**Task prompt**
Copy the data from the line that contains "For each instance of the red jacket, drop" to its last line, exactly, including both of those lines and leaving out everything before.
>> Begin Information supplied
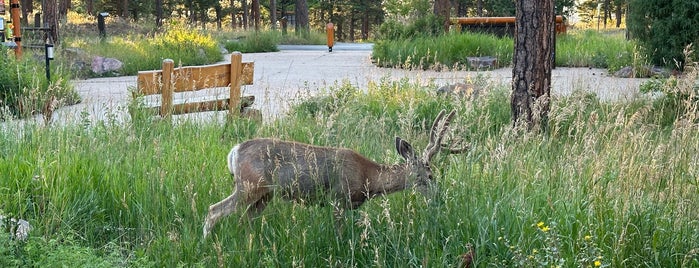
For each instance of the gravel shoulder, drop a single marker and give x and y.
(298, 72)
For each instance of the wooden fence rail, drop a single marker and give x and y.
(171, 80)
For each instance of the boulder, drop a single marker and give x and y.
(19, 229)
(460, 89)
(101, 65)
(486, 62)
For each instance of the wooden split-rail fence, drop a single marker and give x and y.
(171, 80)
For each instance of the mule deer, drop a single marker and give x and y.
(263, 167)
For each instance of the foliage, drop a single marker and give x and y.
(428, 25)
(679, 97)
(255, 42)
(186, 46)
(421, 52)
(576, 48)
(24, 89)
(664, 28)
(589, 48)
(606, 185)
(62, 251)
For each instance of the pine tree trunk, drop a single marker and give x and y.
(273, 13)
(302, 25)
(531, 74)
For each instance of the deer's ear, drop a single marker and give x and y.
(404, 149)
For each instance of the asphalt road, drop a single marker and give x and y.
(296, 72)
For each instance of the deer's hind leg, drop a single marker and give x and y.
(221, 209)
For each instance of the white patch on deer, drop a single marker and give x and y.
(232, 157)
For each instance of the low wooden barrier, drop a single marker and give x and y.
(171, 80)
(508, 22)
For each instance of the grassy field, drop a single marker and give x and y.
(578, 48)
(608, 185)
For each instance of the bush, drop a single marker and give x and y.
(679, 97)
(186, 46)
(255, 42)
(425, 26)
(664, 28)
(24, 90)
(453, 50)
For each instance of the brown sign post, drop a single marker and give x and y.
(14, 11)
(330, 28)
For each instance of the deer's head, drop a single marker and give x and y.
(419, 167)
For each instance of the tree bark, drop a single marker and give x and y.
(531, 74)
(158, 13)
(90, 6)
(63, 7)
(273, 13)
(51, 19)
(26, 7)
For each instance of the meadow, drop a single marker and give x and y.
(608, 185)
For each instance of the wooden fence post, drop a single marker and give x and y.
(236, 73)
(166, 89)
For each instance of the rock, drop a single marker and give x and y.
(486, 62)
(19, 229)
(645, 71)
(660, 72)
(101, 65)
(626, 72)
(460, 89)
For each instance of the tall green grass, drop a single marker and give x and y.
(589, 48)
(186, 46)
(606, 185)
(574, 49)
(25, 90)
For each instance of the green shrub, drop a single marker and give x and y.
(255, 42)
(24, 89)
(605, 186)
(575, 49)
(664, 28)
(589, 48)
(423, 26)
(186, 46)
(449, 50)
(678, 98)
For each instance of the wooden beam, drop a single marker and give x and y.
(205, 106)
(490, 20)
(194, 78)
(167, 94)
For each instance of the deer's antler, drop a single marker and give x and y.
(437, 134)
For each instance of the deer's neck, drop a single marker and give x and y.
(389, 179)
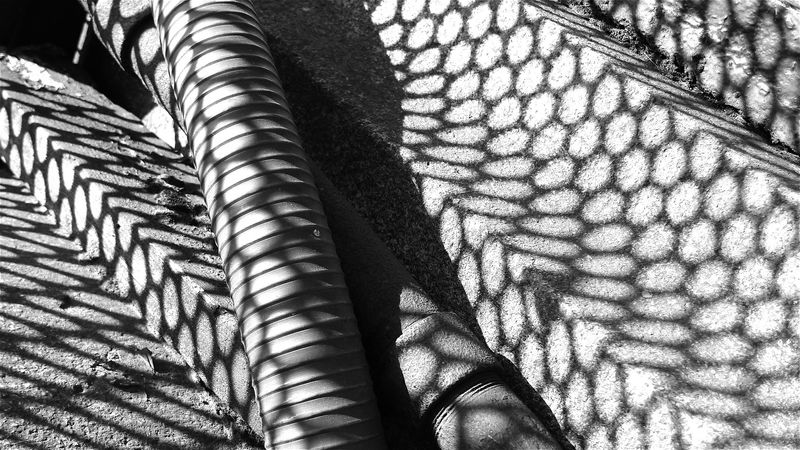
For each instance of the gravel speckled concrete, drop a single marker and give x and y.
(77, 368)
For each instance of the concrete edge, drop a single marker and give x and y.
(99, 171)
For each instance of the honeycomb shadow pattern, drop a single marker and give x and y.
(135, 207)
(77, 369)
(632, 250)
(745, 53)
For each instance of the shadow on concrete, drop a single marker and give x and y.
(744, 54)
(76, 367)
(632, 250)
(134, 206)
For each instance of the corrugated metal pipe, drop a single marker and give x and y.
(297, 323)
(278, 255)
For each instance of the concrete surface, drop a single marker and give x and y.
(632, 250)
(77, 368)
(744, 52)
(135, 206)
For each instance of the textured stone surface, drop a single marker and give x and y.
(77, 369)
(744, 52)
(632, 250)
(135, 207)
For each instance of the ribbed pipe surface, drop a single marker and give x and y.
(297, 323)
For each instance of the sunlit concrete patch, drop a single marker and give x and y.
(744, 52)
(634, 254)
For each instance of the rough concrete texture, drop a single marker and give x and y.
(135, 205)
(635, 253)
(633, 250)
(743, 52)
(77, 368)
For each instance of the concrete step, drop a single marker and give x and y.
(133, 205)
(743, 53)
(77, 367)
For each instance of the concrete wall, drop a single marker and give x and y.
(632, 250)
(134, 204)
(746, 52)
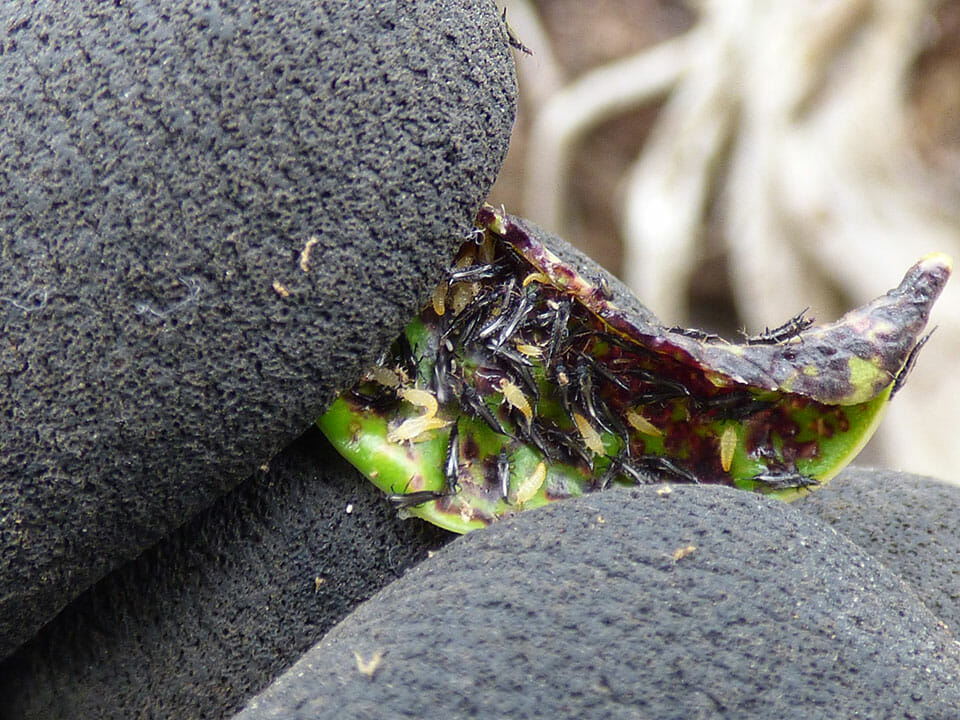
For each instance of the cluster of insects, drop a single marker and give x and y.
(522, 382)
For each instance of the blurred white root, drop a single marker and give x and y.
(790, 122)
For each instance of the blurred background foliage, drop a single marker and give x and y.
(735, 161)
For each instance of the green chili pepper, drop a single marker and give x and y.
(524, 383)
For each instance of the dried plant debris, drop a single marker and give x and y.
(522, 382)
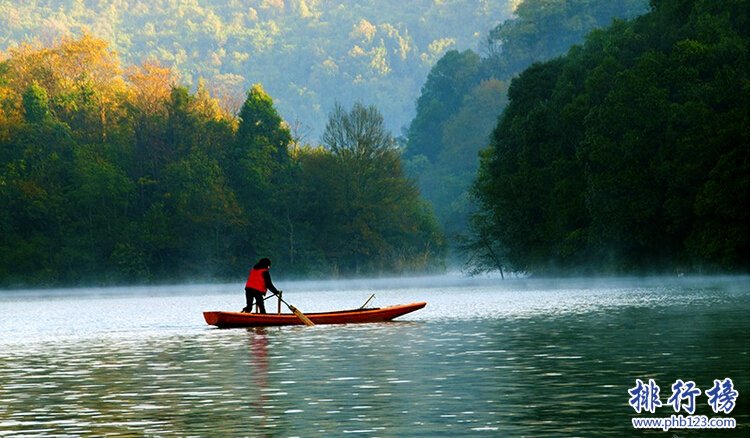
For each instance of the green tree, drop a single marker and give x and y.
(376, 210)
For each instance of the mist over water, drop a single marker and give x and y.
(485, 357)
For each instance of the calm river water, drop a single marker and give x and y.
(484, 358)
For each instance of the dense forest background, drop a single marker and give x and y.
(308, 54)
(124, 175)
(145, 158)
(629, 154)
(466, 91)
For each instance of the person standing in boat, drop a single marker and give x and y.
(259, 282)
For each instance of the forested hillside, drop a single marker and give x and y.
(120, 175)
(308, 54)
(465, 92)
(630, 154)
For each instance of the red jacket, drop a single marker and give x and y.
(256, 280)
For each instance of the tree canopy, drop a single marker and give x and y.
(630, 153)
(111, 175)
(465, 93)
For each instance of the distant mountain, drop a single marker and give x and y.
(308, 54)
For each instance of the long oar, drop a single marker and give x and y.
(297, 312)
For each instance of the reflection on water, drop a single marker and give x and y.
(489, 360)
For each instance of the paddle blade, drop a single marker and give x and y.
(302, 317)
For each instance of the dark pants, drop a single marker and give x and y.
(250, 295)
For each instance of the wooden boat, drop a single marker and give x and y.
(354, 316)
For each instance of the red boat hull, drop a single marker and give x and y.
>> End Information supplied
**Response**
For each instance of the red jacket, drop a single marker and give x and y.
(256, 280)
For each instance of the tree canopy, drop a single marker and give x and y.
(630, 153)
(111, 175)
(465, 93)
For each instance of the distant mountain, drop a single marker and give x and y.
(308, 54)
For each instance of the long oar, drop a single marker and give x and y.
(297, 312)
For each instance of the reflection on water, drop a single marker and give x and y.
(489, 360)
For each instance of the paddle blade, drop a single marker and give x and y.
(302, 317)
For each instance of the dark pants, drop a single marker and give x and y.
(250, 295)
For each instance of the wooden boat, drop a single marker and give x and y.
(354, 316)
For each instance of the red boat hull, drop a single marker and give x and y.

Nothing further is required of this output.